Gegeven tekst —
☆ ☆ ☆ ☆ ☆ ☆ ☆

Mijn broer zei het ook omdat hij niet de druk op zijn kinderen wil leggen, die mijn vader de afgelopen maanden noodgedwongen op ons legde. Na de dood van mijn moeder waren wij zijn mantelzorgers – de een wat meer dan de ander. De laatste vijf maanden kon hij geen dag meer alleen zijn en dat drukte soms zwaar. Mantelzorg is een onderschatte taak, trekt een stevige wissel op de ouder-kindrelatie, zeker als die oudere bij werkelijk alles moet worden geholpen. Maar los van dat: wie zegt dat onze kinderen straks net zo dicht bij huis wonen als wij bij mijn vader? Grote kans dat dat niet zo is.

☆ ☆ ☆ ☆ ☆ ☆ ☆

Maak het volgende —
• A. Hoe lang kon de vader volgens de tekst over mantelzorg geen dag meer alleen zijn?
• B. Noem alle familieleden die in de tekst over mantelzorg worden genoemd.
• C. Schrijf een vervolg op de tekst over mantelzorg dat aansluit op de laatste zin.

Aangeleverd materiaal —

☆ ☆ ☆ ☆ ☆ ☆ ☆

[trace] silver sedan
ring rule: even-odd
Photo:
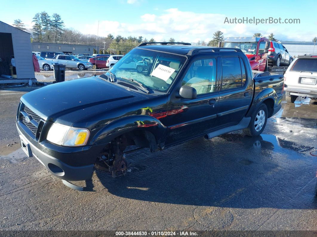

☆ ☆ ☆ ☆ ☆ ☆ ☆

Gegeven antwoorden —
• A. De laatste vijf maanden.

• B. Broer, kinderen, vader, moeder

• C.
Het bracht de discussie over ‘voltooid leven’ en ‘bewuste levensbeëindiging’ ineens heel dichtbij. Hoe staan wij daarin? Nú roepen we misschien: dát wil ik ook, maar als we zelf voor die deur staan: willen we dan nog steeds? De kranten staan er vol van. Ik vind het een prettige gedachte om zelf het moment te bepalen dat het mij te veel wordt of dat ik me te veel voel. Het is juist dat laatste dat de emoties in de discussies fel doet oplopen. Ervaren we ons als last voor de maatschappij? Wordt er misschien wel druk op ons uitgeoefend om die pil van Drion te slikken? Omdat we met te velen zijn, de verzorging te duur wordt?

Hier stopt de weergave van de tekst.